▸ Texto del documento:

╭──

30 ago 2015

Día veintiuno

Elena siempre sueña lo mismo. Se levanta con el pellizco avinagrado de la tristeza, deprimida y exhausta, adoctrinando la costumbre con desaliño de perro flauta y esperando el informe de alta. Tiene un piso en la macarena, de macetas con hierbabuena, alicatado con azulejos, sembrado de muebles viejos, lúgubre y aceitoso, con buzones de viudas sin esposos. Lo compró el padre de Juan a la par que la quincalla y los talones de Elena se enroscan con venda de malla.

 Me gusta visitarla... una vez por semana, le regalo pestiños y pan de la Algaba y ella se entretiene con el tacto de las toallas. Me pregunta por Pedro y le engaño con mesura y ella se hace la tonta pidiendo la unción del cura. Elena es pellejo colgante de senil anatomía y confunde leyes y versos y la noche con el día. Ingresó a la par que Pedro, fustigada por el olvido y Pedro añora los brazos de su marica querido, par de dos desgraciados, infantes de la locura, raquíticos de un cruel pasado, del amor caricaturas. Es innoble el suplicio de dos cuerdos diagnosticados que laten sin pulsaciones y mueren adocenados.
Ha venido de visita el hijo de la pobre Elena, un pancista tendenciero, de mugre y reloj de arena, fláccido de lente oscura, predicador de interés y usura y le ha traído un pijama con botón y sin costuras. La visita fugaz ha sido fría y sin besos y a Elena de dormir de lado, le duelen todos los huesos. Para descansar cerrará en Agosto la quincalla y Elena jamás posará los talones en la playa, menudo hijo de puta, menudo hijo canalla, maldito su vómito estulto a dónde quiera que vaya.
No puedo evitar la pupila nublada, una pena sombría y el hilo que enhebra mi breve alegría.
Si la vejez me llega, que me pille dormida, desmemoriada y absurda, de escribir aburrida, harta de risa y tango, demócrata convencida, antigua de enagua vieja, insociable y mal parida.

Con vaivenes y caídas, habré vivido mi vida.

╰──

(Entradas de un conjunto de datos)
╭──

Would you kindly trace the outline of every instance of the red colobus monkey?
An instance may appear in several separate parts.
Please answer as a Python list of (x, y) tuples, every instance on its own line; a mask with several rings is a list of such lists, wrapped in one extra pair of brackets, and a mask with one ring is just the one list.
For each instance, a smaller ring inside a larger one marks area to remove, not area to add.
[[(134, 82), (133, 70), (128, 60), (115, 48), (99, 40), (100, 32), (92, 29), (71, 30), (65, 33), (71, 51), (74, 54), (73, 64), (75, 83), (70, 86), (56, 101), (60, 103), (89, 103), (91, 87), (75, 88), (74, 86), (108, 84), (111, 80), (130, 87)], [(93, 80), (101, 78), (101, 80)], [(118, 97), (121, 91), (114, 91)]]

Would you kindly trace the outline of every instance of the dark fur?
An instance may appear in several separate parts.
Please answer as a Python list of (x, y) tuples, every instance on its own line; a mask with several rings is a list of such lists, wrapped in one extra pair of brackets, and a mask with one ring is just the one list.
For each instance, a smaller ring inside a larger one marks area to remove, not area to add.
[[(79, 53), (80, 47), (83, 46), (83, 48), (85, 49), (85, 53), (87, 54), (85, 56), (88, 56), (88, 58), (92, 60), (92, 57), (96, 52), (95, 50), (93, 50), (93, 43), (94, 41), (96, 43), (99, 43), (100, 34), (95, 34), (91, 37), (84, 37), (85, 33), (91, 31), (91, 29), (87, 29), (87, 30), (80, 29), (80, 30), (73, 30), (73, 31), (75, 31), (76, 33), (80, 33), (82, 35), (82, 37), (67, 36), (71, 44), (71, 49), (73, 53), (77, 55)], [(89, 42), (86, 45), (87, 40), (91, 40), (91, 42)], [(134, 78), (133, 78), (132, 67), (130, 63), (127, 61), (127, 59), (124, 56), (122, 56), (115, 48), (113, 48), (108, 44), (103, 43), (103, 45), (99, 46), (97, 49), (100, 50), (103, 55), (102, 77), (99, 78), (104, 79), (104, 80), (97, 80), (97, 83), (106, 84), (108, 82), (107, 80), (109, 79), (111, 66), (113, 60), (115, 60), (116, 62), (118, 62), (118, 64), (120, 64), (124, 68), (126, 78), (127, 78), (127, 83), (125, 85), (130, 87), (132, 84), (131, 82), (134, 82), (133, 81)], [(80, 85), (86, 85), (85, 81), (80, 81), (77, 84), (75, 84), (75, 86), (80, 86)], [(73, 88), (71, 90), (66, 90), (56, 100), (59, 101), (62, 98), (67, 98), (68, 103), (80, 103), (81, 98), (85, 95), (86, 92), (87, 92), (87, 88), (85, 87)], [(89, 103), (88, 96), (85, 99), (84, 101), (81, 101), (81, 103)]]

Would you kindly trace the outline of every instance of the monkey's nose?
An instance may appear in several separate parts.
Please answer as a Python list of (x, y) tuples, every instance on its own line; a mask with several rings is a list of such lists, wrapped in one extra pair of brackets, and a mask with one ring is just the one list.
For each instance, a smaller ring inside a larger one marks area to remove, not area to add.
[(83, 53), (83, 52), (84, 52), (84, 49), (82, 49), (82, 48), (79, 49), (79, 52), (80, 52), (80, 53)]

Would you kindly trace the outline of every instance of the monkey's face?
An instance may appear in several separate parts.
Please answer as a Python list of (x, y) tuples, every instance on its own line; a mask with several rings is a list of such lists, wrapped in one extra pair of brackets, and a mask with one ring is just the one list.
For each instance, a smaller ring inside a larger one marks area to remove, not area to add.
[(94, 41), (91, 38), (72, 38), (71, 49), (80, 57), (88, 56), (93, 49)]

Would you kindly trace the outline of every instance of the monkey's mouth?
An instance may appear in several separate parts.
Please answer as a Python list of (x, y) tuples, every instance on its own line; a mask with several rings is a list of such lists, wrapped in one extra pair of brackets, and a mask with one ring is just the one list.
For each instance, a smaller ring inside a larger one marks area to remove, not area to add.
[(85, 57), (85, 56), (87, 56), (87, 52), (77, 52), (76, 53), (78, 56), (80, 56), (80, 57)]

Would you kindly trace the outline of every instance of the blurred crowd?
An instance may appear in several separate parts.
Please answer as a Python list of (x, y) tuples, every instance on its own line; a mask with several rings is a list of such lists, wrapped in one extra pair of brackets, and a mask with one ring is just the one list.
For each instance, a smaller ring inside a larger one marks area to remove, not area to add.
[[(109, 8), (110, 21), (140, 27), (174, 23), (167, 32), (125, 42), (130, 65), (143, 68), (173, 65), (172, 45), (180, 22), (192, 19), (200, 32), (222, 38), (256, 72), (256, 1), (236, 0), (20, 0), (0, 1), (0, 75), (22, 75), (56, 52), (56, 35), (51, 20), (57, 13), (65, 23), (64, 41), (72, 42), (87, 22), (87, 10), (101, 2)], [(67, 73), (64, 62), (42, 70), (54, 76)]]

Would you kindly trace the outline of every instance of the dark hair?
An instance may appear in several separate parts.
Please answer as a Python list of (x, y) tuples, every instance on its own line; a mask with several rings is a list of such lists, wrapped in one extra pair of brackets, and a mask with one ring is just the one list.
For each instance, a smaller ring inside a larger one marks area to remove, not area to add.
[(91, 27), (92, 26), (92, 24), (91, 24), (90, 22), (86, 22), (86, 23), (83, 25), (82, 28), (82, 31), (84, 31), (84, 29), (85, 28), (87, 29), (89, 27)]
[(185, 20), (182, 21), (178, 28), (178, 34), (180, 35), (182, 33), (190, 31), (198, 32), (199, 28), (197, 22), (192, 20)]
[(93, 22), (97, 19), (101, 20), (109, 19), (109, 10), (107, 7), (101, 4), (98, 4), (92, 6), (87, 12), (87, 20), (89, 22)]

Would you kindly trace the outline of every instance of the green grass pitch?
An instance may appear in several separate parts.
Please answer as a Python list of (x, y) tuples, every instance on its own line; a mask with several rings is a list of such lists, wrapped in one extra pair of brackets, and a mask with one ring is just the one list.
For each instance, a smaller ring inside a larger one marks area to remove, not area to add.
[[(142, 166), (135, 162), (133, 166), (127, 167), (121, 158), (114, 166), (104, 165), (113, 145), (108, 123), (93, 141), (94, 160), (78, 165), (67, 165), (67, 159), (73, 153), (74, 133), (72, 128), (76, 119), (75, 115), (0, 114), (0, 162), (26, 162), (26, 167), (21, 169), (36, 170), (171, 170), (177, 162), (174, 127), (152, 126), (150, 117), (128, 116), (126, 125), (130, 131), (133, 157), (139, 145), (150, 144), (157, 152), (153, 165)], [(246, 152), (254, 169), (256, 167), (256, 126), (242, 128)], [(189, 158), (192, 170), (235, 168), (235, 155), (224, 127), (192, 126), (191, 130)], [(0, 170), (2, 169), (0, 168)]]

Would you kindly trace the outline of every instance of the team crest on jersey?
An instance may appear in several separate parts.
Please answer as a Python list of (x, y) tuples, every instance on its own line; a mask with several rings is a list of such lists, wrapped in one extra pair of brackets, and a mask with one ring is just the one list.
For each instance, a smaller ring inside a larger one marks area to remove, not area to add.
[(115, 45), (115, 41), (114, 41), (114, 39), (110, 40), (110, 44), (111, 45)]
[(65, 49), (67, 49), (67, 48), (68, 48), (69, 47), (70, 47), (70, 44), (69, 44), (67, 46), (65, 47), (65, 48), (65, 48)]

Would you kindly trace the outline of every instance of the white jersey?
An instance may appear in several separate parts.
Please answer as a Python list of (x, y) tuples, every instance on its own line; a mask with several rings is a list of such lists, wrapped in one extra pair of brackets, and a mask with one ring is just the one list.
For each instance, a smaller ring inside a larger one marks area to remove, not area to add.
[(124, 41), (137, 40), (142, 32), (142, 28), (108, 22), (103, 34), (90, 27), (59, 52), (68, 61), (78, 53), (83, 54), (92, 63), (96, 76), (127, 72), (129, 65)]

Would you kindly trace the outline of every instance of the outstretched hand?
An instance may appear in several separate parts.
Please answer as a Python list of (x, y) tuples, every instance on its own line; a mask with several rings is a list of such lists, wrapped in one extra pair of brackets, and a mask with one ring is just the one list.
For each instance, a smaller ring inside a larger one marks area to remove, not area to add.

╰──

▸ Consigna 1:
Imprime el fragmento del texto que va desde "Si la vejez" hasta "y mal parida.", ambos incluidos.
▸ Consigna 2:
Contesta según el texto:
(a) ¿Quién compró el piso de Elena?
(b) ¿Qué se le regala a Elena en cada visita semanal?
(c) ¿Qué le ha traído a Elena su hijo?
Para responder, utiliza únicamente el texto.

▸ Respuesta 1:
Si la vejez me llega, que me pille dormida, desmemoriada y absurda, de escribir aburrida, harta de risa y tango, demócrata convencida, antigua de enagua vieja, insociable y mal parida.

▸ Respuesta 2:
(a) El padre de Juan.
(b) Pestiños y pan de la Algaba.
(c) Un pijama con botón y sin costuras.